What you are asked to do »
An exact transcription of every record below is required, with the pictures left out.

====== Exercise materials ======

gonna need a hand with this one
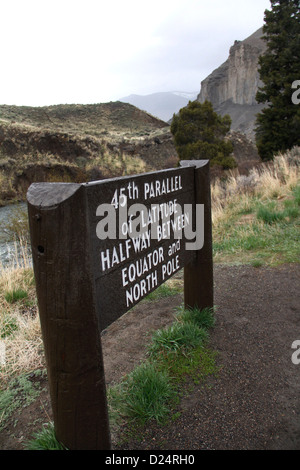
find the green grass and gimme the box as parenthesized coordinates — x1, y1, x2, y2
(1, 369, 60, 451)
(176, 306, 216, 330)
(155, 345, 218, 386)
(256, 204, 286, 224)
(213, 184, 300, 266)
(147, 307, 216, 386)
(147, 322, 209, 356)
(256, 198, 299, 225)
(108, 305, 217, 434)
(26, 423, 67, 450)
(145, 281, 182, 301)
(120, 362, 175, 424)
(0, 312, 18, 338)
(293, 184, 300, 205)
(4, 288, 28, 304)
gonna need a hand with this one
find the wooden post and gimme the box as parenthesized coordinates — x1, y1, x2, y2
(27, 183, 111, 450)
(180, 160, 214, 311)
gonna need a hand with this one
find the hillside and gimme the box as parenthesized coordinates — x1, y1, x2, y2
(0, 102, 168, 139)
(0, 102, 177, 205)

======

Exercise answer »
gonna need a hand with this one
find the green grass and gimme the box as parenthesized coordinates — x1, y1, x2, y2
(1, 369, 60, 451)
(176, 306, 216, 330)
(155, 345, 218, 386)
(256, 204, 286, 224)
(213, 184, 300, 266)
(147, 307, 216, 386)
(147, 322, 209, 356)
(256, 198, 299, 225)
(108, 305, 217, 434)
(26, 423, 67, 450)
(145, 281, 182, 301)
(120, 362, 175, 424)
(0, 312, 18, 338)
(293, 184, 300, 205)
(4, 288, 28, 304)
gonna need a hand with this one
find the wooden post and gimme the box as parenthesized coordinates — x1, y1, x2, y2
(27, 183, 111, 450)
(180, 160, 214, 311)
gonna need a hand with this one
find the hillside and gimme the box as parenthesized coordinates — x1, y1, x2, y2
(0, 102, 168, 139)
(0, 102, 177, 205)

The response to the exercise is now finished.